* Begin *
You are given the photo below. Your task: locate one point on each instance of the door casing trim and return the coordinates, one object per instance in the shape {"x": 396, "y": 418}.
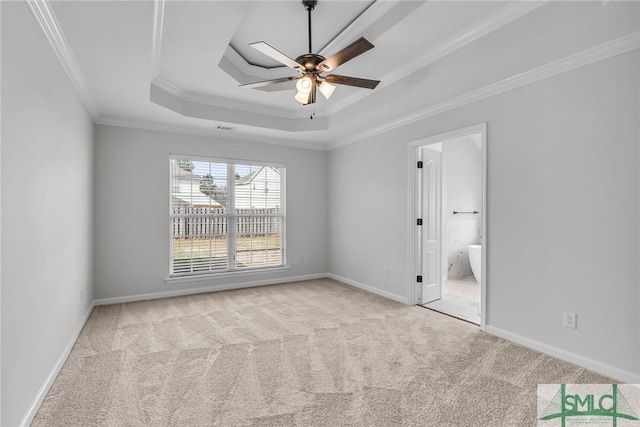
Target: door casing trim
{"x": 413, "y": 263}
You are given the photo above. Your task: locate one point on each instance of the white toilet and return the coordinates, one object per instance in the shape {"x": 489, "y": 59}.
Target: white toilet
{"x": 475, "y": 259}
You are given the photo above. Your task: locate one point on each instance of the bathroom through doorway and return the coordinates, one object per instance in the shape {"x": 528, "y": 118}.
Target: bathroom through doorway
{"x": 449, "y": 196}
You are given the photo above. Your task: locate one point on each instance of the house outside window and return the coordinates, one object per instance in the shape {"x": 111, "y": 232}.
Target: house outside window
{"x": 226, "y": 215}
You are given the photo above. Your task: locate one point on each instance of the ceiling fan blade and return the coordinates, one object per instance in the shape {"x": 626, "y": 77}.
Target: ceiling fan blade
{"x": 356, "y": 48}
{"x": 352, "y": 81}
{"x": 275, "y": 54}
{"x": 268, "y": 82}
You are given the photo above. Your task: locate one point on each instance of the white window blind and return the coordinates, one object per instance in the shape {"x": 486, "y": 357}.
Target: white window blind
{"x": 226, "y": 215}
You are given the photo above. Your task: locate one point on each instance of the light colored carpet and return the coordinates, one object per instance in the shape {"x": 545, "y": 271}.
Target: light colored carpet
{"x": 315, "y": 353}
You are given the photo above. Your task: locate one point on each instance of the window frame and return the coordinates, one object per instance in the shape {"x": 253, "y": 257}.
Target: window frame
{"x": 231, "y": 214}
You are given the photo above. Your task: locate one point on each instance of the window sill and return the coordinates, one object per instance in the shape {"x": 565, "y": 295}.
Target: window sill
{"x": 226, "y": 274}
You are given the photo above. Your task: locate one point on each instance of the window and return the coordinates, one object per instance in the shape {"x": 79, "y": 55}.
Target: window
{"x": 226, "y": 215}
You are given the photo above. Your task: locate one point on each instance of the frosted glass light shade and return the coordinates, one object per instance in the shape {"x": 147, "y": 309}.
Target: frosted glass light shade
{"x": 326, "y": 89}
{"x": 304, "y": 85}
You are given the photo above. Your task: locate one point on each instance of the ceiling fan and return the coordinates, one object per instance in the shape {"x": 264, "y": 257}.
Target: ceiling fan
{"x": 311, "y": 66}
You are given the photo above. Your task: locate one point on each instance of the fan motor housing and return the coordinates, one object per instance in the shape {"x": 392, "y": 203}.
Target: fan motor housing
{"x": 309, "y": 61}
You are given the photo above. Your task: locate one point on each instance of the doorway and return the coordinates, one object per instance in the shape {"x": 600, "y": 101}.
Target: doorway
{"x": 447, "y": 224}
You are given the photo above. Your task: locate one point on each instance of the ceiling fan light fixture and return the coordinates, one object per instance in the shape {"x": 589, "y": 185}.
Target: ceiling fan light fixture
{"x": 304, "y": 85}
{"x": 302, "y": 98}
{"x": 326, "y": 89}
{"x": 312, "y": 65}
* End *
* Begin *
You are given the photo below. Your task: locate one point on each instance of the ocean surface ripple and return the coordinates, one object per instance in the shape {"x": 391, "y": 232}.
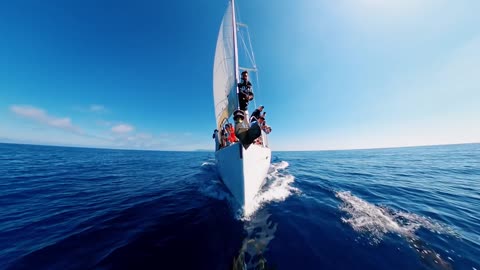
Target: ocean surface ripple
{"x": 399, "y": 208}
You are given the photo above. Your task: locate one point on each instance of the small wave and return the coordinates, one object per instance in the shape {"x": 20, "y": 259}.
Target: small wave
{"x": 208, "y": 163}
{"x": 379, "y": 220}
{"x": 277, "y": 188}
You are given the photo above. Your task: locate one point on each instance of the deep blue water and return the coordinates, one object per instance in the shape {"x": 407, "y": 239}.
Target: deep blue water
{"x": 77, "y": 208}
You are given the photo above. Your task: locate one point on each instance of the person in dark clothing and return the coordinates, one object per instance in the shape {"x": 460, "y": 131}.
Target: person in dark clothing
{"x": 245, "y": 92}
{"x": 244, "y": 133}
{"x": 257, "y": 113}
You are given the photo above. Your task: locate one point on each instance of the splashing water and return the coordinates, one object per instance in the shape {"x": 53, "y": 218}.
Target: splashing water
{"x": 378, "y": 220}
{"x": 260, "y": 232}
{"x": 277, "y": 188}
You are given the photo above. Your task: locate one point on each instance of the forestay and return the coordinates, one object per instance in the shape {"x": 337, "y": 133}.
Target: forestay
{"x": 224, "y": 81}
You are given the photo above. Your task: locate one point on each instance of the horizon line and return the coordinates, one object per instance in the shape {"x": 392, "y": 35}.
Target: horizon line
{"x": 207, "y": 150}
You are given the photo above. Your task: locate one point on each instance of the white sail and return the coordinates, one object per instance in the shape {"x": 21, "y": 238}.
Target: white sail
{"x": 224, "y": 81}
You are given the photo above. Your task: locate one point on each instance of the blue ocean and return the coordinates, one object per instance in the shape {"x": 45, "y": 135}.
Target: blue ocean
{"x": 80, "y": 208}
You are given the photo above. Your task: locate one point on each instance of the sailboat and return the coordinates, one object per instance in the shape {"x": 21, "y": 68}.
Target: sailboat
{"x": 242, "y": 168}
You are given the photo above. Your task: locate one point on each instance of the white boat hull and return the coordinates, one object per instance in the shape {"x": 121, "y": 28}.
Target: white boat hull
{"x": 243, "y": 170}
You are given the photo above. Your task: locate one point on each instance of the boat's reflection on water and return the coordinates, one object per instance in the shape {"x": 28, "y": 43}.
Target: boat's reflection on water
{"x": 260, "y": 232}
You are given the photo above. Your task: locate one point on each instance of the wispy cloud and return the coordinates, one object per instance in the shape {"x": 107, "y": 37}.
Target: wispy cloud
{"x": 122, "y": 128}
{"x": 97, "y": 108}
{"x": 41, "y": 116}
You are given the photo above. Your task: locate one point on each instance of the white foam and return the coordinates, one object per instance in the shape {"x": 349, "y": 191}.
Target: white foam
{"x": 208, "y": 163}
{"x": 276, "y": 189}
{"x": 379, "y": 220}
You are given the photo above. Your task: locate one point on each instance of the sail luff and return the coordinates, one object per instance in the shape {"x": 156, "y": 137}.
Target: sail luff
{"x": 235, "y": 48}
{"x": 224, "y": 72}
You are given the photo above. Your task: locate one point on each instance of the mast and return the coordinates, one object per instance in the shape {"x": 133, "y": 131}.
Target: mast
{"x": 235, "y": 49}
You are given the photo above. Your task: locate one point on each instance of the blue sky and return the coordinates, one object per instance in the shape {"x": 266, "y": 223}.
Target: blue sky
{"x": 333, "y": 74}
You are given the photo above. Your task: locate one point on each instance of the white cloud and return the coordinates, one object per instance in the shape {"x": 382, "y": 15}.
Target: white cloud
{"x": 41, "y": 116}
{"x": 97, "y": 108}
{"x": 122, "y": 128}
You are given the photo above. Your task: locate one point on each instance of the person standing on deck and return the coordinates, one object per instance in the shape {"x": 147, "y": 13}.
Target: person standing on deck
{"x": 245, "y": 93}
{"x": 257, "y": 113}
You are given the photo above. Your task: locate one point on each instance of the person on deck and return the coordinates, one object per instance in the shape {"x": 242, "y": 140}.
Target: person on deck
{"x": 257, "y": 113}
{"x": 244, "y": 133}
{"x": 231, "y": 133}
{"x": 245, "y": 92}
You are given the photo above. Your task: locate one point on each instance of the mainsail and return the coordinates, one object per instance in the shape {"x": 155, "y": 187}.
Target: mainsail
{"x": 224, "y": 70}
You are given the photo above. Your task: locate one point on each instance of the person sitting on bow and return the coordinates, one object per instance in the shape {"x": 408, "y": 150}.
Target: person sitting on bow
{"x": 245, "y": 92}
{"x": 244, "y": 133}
* End *
WORK INSTRUCTIONS
Find each row above that contains the word "outside" and copy all of those rows in full.

RESULT
You are given the photo above. Your task: locate one point on each instance of the house outside window and return the coordinates, one object per instance in the shape {"x": 111, "y": 232}.
Target: house outside window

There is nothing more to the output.